YOUR TASK -> Copy out all of the entries exactly as they appear.

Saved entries

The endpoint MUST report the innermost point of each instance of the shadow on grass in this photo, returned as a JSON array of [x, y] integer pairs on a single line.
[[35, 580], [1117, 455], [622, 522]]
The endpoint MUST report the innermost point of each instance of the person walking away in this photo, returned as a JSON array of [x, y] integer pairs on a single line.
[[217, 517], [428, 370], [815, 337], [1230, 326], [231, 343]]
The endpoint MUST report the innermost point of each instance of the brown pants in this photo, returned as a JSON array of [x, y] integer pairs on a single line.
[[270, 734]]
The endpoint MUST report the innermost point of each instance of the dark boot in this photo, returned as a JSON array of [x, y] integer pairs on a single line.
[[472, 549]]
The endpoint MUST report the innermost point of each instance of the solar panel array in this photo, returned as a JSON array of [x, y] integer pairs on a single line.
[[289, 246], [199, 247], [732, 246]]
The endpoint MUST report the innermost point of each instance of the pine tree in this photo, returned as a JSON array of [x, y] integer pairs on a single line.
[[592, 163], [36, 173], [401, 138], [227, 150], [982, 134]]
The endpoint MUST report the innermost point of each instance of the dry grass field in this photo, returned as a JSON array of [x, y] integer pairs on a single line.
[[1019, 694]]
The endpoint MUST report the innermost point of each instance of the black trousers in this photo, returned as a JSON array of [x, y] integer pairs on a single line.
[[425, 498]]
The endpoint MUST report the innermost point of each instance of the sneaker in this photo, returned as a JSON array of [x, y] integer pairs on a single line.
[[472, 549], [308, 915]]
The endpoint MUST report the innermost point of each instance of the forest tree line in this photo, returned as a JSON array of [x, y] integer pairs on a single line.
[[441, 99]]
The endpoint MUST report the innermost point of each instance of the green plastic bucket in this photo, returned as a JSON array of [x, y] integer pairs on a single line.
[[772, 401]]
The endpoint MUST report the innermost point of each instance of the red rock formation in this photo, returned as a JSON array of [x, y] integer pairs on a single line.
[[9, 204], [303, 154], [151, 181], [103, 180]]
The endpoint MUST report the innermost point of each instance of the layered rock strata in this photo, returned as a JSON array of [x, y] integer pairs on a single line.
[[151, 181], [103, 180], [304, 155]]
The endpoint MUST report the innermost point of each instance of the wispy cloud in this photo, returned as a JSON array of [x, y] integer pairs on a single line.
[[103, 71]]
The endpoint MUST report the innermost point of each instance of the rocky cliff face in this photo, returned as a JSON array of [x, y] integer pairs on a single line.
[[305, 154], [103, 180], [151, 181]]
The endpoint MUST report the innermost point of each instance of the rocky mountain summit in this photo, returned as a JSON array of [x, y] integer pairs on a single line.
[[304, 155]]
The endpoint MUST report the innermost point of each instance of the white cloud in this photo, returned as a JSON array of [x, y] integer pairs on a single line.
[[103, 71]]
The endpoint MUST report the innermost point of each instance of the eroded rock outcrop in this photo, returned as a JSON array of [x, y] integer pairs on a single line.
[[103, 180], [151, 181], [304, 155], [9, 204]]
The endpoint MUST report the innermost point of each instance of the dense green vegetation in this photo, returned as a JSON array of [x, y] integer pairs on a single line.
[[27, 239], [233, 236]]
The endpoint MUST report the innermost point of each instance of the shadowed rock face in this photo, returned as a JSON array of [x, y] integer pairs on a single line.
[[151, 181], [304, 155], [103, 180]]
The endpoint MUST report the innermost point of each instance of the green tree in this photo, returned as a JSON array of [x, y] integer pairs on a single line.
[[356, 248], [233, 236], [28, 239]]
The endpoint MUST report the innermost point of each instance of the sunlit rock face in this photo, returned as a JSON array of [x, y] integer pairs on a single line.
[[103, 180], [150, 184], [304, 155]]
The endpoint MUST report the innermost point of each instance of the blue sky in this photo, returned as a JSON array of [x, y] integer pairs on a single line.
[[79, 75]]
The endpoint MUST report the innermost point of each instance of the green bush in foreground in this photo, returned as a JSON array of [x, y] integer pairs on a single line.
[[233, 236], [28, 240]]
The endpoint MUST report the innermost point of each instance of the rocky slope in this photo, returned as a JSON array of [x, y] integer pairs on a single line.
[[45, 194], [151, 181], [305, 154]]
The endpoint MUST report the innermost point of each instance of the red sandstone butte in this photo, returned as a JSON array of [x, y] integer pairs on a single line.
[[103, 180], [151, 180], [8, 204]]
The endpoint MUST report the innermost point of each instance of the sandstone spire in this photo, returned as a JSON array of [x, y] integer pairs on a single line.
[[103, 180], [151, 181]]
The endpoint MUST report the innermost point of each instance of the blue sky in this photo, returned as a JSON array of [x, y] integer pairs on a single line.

EXERCISE RESULT ->
The endpoint MUST report the innermost point of each instance of the shadow on grass in this photo, returned as a JSON array of [x, y] integer pairs on a single line.
[[35, 580], [1117, 455], [622, 522]]
The endpoint MUST report the innermost point of each instance of the person walking away in this photo, returned as a JSON array of [x, y] integer pairs on a single line.
[[217, 517], [428, 370], [815, 337], [1230, 326], [231, 343]]
The endpoint MUST report the innermost point of each instance of the brown pants in this photo, returned as a JSON array of [x, y] integer pairs on a single line.
[[270, 734]]
The endpoint MUST report the innermost point of each instance of the dark boot in this photo, returned as a JSON array of [x, y] integer pairs on a single line.
[[472, 549]]
The endpoint MUST report the innermost point of each instance of the solar panel array in this photo, returned as a JSON array of [x, y] integer pairs on a single line.
[[289, 246], [199, 247], [732, 246]]
The endpoint MUST report the innermost point of each instance of the pine tree in this photo, returned as a JSON array of [x, y] integer pairs on a single line.
[[592, 163], [36, 173], [401, 138], [227, 150], [982, 134]]
The endpoint MUST report the innermost point of each instance of the dry grass field in this photo, returned as a JSON array of [x, y] integer pairs on a single line.
[[1019, 694]]
The endpoint MUST report the innermost point of each instance of the black trousers in this photo, returned as a JSON array of [x, y] integer pairs on a single line.
[[425, 498]]
The endpoint MUST report the innermost point of each instance of the sneaker in this photo, returned as a JSON array of [x, y] integer pairs on a single line.
[[472, 549], [308, 915]]
The endpoint MUST report the innermost point of each instance of the forest tree line in this photo, returned as a JSON array of [x, y] integer pairs on a single line.
[[441, 99]]
The endpoint MUST report the innermost point of each instance of the green plastic bucket in this photo, returned as a JSON array of [x, y] integer pairs on a single line.
[[772, 401]]
The endpoint MUST report the innermost point of each instance of the red rock formation in this photo, returned as a JSON array of [x, y] integer pairs on a single line.
[[9, 204], [303, 154], [151, 181], [103, 180]]
The endpoint MUST report the innermost point of each instance of the layered rock strata in this photo, returned as a JSON array of [x, y] integer pairs on a single line.
[[151, 181], [103, 180], [304, 155]]
The endpoint MUST report the innermost point of each instance of the wispy cloud in this photo, returned as a JSON array of [x, y] integer pairs on a single line.
[[103, 71]]
The endpoint MUST report the innermost point of each instance of the rocky cliff face in this photo, returned as a JSON array of [x, y] integer pairs on a single line.
[[305, 154], [103, 180], [151, 181]]
The endpoint MUST report the innermost point of each instance of the rocky mountain summit in this photo, returned as a JSON array of [x, y] integer pairs on a single line.
[[304, 155]]
The endpoint MUST report the innermost point of each instance of the white cloud in this photo, returned as a JSON array of [x, y] integer pairs on a single line.
[[103, 71]]
The endpoint MUST report the innermost point of each instance of the eroded rock outcrop in this photo, returned as a JSON array of [x, y] integer pairs on a single line.
[[103, 180], [151, 181], [304, 155], [9, 204]]
The endpoint MUST report the innermost point of each instance of the dense green vegetation in this photo, returned as a JSON array of [x, y] integer pairs on a single line.
[[27, 239], [233, 236]]
The endpoint MUST report the innermost point of each instance of the shadowed rock face in this photo, returned as a JSON array of [x, y] integer pairs on a single line.
[[151, 181], [304, 155], [103, 180]]
The endpoint MUST report the innermost point of each instance of the green tree in this photo, returned as a JSON array of [x, y] integer pairs on a single line.
[[356, 248], [233, 236], [28, 239]]
The endpoint MUST report the innermost point of each instance of the sunlit rock face in this photo, returned as a JSON array of [x, y] integer pairs on a single line.
[[103, 180], [150, 184], [304, 155]]
The endpoint MUST report the innermost point of each instance of the blue sky in this photo, returned as a JSON array of [x, y] integer pairs on a single line.
[[79, 75]]
The endpoint MUST report the innermost point of each instance of the green bush in foreground in this photo, returned as a JSON array of [x, y] integer pairs on a single line.
[[233, 236], [28, 240]]
The endpoint MUST report the innermost point of each instance of the rocky slope in this photo, returned as a JSON array of [x, y] integer pairs on a single line.
[[45, 194], [151, 181], [305, 154]]
The endpoint MUST report the innermost point of each instance of the red sandstone butte in this photo, returned as a JSON array of [x, y] integer pairs on a single line.
[[103, 180], [151, 180], [8, 204]]
The endpoint MUST report the innermost point of each instance of the sandstone spire in this photo, returned as a JSON array of [x, y] integer pairs on a single line.
[[103, 180], [151, 181]]
The endpoint MUST report the innermost point of each instance of the blue sky in this photo, returned as a JSON array of [x, y] integer pairs on a single line.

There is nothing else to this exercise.